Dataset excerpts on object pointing

-- Begin --

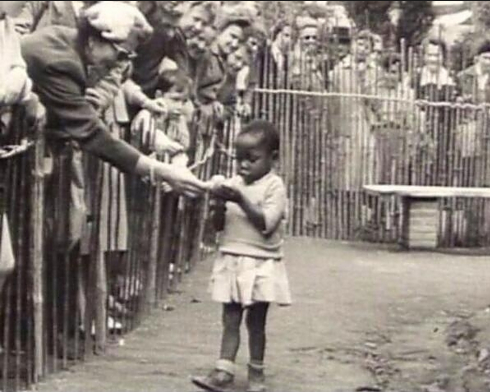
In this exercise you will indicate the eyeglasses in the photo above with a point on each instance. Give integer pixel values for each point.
(123, 53)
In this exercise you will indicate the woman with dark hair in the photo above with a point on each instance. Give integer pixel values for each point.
(433, 83)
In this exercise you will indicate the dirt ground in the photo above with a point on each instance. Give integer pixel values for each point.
(364, 319)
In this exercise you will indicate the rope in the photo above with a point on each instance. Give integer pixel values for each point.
(207, 155)
(418, 102)
(10, 151)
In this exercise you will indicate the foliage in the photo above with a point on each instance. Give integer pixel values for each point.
(415, 21)
(371, 15)
(481, 15)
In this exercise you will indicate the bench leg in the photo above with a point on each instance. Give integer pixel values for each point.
(420, 223)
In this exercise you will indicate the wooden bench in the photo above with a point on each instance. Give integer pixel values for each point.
(420, 212)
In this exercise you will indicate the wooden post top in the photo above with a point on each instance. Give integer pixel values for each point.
(426, 192)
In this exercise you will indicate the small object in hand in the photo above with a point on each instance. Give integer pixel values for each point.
(216, 182)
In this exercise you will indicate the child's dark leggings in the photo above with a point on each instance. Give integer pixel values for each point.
(255, 319)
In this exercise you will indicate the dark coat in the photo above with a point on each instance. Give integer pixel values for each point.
(56, 67)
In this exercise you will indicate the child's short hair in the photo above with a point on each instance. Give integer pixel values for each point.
(174, 79)
(266, 131)
(483, 47)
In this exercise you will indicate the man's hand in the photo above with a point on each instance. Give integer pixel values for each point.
(229, 193)
(35, 113)
(181, 179)
(155, 106)
(14, 88)
(96, 98)
(244, 110)
(218, 110)
(141, 124)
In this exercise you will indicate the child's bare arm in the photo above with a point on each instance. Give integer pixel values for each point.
(267, 216)
(254, 212)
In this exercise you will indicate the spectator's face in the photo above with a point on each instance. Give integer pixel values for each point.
(168, 12)
(392, 75)
(377, 44)
(103, 54)
(194, 21)
(309, 39)
(196, 46)
(229, 39)
(362, 49)
(236, 61)
(175, 101)
(484, 61)
(253, 45)
(285, 37)
(433, 58)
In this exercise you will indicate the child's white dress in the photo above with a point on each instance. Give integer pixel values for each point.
(250, 266)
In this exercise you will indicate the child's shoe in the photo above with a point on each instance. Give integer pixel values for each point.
(256, 378)
(219, 380)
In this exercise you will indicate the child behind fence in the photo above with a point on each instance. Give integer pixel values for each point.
(249, 272)
(168, 134)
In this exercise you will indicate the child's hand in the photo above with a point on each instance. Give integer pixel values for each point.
(229, 193)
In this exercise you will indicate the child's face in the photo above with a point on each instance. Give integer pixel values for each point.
(236, 61)
(229, 39)
(175, 101)
(253, 158)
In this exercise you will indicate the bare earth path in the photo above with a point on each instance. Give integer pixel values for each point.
(364, 319)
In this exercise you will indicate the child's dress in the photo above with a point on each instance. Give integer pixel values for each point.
(250, 266)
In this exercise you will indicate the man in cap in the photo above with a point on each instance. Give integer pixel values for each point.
(58, 59)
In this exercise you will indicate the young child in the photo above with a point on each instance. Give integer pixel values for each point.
(249, 273)
(167, 134)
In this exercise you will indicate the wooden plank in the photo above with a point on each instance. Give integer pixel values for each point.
(427, 191)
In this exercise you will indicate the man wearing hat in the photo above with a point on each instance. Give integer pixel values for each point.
(58, 61)
(63, 64)
(167, 41)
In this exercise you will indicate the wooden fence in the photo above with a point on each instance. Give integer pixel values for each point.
(345, 125)
(75, 287)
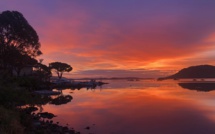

-- End --

> Aim:
Can you render all of the data above as a numbered list, with blank lines dropped and the pictures left out?

> Solution for this exercise:
1. In this exercise you will indicate the eyeglasses in the photo above with a point on each instance. Give integer pixel values for each point.
2. (123, 53)
3. In this exercise you will indicate the woman with dark hair in the photo above with a point on each instance. Give integer pixel values for each point.
4. (433, 83)
5. In this exercise you will indicate the dirt ground in the photo above with a point on each instance. Give integer pixel values for each point.
6. (364, 319)
7. In this exercise you will indicate the rope in the photo above with a point on each instance. Give integer pixel values for each point.
8. (207, 155)
9. (418, 102)
10. (10, 151)
11. In this exercise you will indicate the foliage in the photo above with a point on each instance. Give integer pixel values for each point.
12. (415, 21)
13. (371, 15)
14. (481, 15)
15. In this exercise you will indicate the bench leg in the photo above with a point on each instance. Give integer pixel values for each point.
16. (420, 223)
17. In this exercise you will indicate the wooden bench in the photo above with a point on each instance. Give integer pixel values for each point.
18. (420, 212)
19. In this exercise you will indicate the wooden post top in the photo above with a point on each instance. Give integer pixel values for each point.
20. (426, 192)
21. In this exercise you will indicate the small object in hand in the photo above with a point on each instance. Give integer pixel values for each point.
22. (216, 182)
23. In this exercise you will indicate the child's dark leggings in the photo above with a point on each instance. Give integer pixel values for each point.
24. (255, 319)
25. In this exercise you will indicate the dark coat in the photo above with a point on each instance. Give integer pixel values for each point.
26. (56, 67)
27. In this exercise you will indicate the child's short hair in the photo above with a point on each instance. Give integer pixel values for each point.
28. (174, 79)
29. (266, 131)
30. (483, 47)
31. In this exercise you will indicate the man's hand in the photo above with a point on each instance. Give integer pixel values for each point.
32. (229, 193)
33. (35, 113)
34. (181, 179)
35. (155, 106)
36. (14, 88)
37. (96, 98)
38. (244, 110)
39. (218, 110)
40. (141, 124)
41. In this exercise you will indicate the child's bare arm in the photo above with a point on each instance. Give integer pixel values for each point.
42. (267, 216)
43. (254, 212)
44. In this exercise you will indicate the spectator's face in the photo above with a point on each instance. Give integer pixel values for each point.
45. (168, 12)
46. (392, 75)
47. (377, 44)
48. (103, 54)
49. (194, 21)
50. (309, 39)
51. (196, 46)
52. (229, 39)
53. (362, 49)
54. (236, 61)
55. (175, 101)
56. (484, 61)
57. (253, 45)
58. (285, 37)
59. (433, 58)
60. In this exercise you will indicate the child's white dress in the photo above with a point on each instance. Give integer pixel values for each point.
61. (250, 266)
62. In this exercise you will indicate the child's shoe in the photo above with a point on each instance. Give integer pixel values for each point.
63. (256, 378)
64. (219, 380)
65. In this exercise you will indicate the child behind fence in the photo above with a point on each instance. Give integer pixel values for each point.
66. (249, 272)
67. (168, 134)
68. In this exercise you will indicate the child's hand in the photo above with a point on each instance. Give integer pixel values for each point.
69. (229, 193)
70. In this exercise you will indicate the child's face in the photo above with a point on each instance. Give integer pixel values for each point.
71. (236, 61)
72. (229, 39)
73. (175, 101)
74. (253, 158)
75. In this exercise you will indicate the bare earth path in the photo above with a point on each instance. Give integer pixel values for each point.
76. (364, 319)
77. In this exercise you will indicate the child's dress in the photo above with a point on each instance. Give integer pixel values for each point.
78. (250, 266)
79. In this exercise you will indicate the man in cap in the photo above with a point on each instance. Give integer pixel values for each point.
80. (58, 59)
81. In this exercise you will indicate the young child in the photo above with a point on each instance. Give integer pixel values for each point.
82. (249, 273)
83. (167, 134)
84. In this exercise you will indicate the wooden plank in the photo above with a point on each instance. Give integer pixel values for each point.
85. (427, 191)
86. In this exercise you will indicate the man wearing hat in the photo above with a point on each instance. Give integer pixel values for each point.
87. (58, 61)
88. (63, 64)
89. (167, 41)
90. In this exercise you will indicate the wooden fence in the photo above with a point on each instance. Give integer pixel values for each point.
91. (345, 125)
92. (75, 287)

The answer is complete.